- [SELECTED TEXT]:
---------------

3. Recognition Model

Contains the Python-based model for video gesture recognition.

Guides for setup:

cd Recognition Model
cd Video Recognition
pip install -r requirements.txt
python app.py

Environment Variables

To ensure proper functioning, create .env files in both the frontend and backend folders with the following structure:

Frontend `.env` Example

API_URL=https://example.com/api // your backend url

Backend `.env` Example

PORT=5000
MONGO_URI=mongodb+srv://user:[email protected]/dbname
JWT_SECRET=your_jwt_secret
EMAIL = [email protected]
PASSWORD = "addf ada sdss wdsd" // this is for nodemailer
CLOUDINARY_CLOUD_NAME = "example"
CLOUDINARY_API_KEY = "example"
CLOUDINARY_API_SECRET = "example"
GOOGLE_APPLICATION_CREDENTIALS = "your json file path"
GEMINI_API_KEY = "example"
ELEVENLABS_API_KEY = "example"

How It Works

Input Processing

The user provides input via text, image, or gestures.
Text is processed to correct grammar and spelling.
a sequence for ISL gestures is generated if the input matches the dataset.
the AI combines existing gestures or generates a new sequence for new inputs.

Output Rendering

Processed input is converted into a series of prebuilt 3D animations.
Animations are displayed in the app’s 3D viewer for users to follow or understand.

Machine Learning

Converting Videos into Sentences

To convert videos into sentences, we built a repository of 15 sentences, as stated below. To convert each video, we used opencv and Mediapipe to extract the pose and features from the videos and save it into an .npy file. These files were then trained based on an LTSM neural network, as a classification model. Currently the App only supports 15 sentences, but we are working to add more.

---------------

Reproduce the sign-language app text verbatim, starting at "a sequence for" and ending at "follow or understand.". The material comes from a separate source.

- [SUPPLIED MATERIAL]:
---------------

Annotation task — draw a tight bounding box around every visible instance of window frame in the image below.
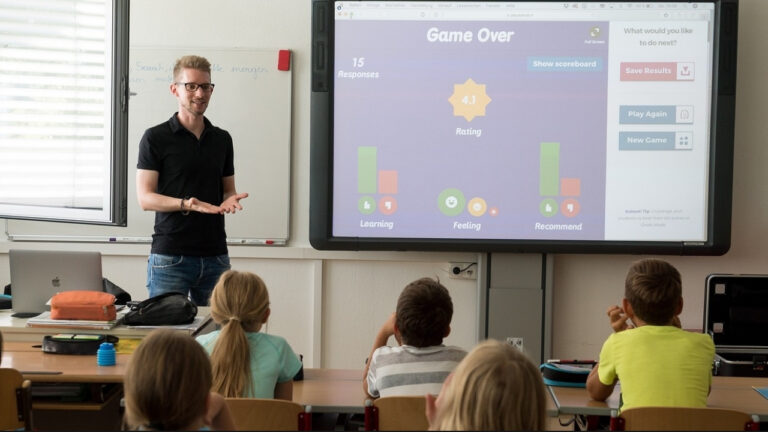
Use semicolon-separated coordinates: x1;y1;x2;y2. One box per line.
0;0;130;226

---------------

- [EXERCISE ANSWER]:
a sequence for ISL gestures is generated if the input matches the dataset.
the AI combines existing gestures or generates a new sequence for new inputs.

Output Rendering

Processed input is converted into a series of prebuilt 3D animations.
Animations are displayed in the app’s 3D viewer for users to follow or understand.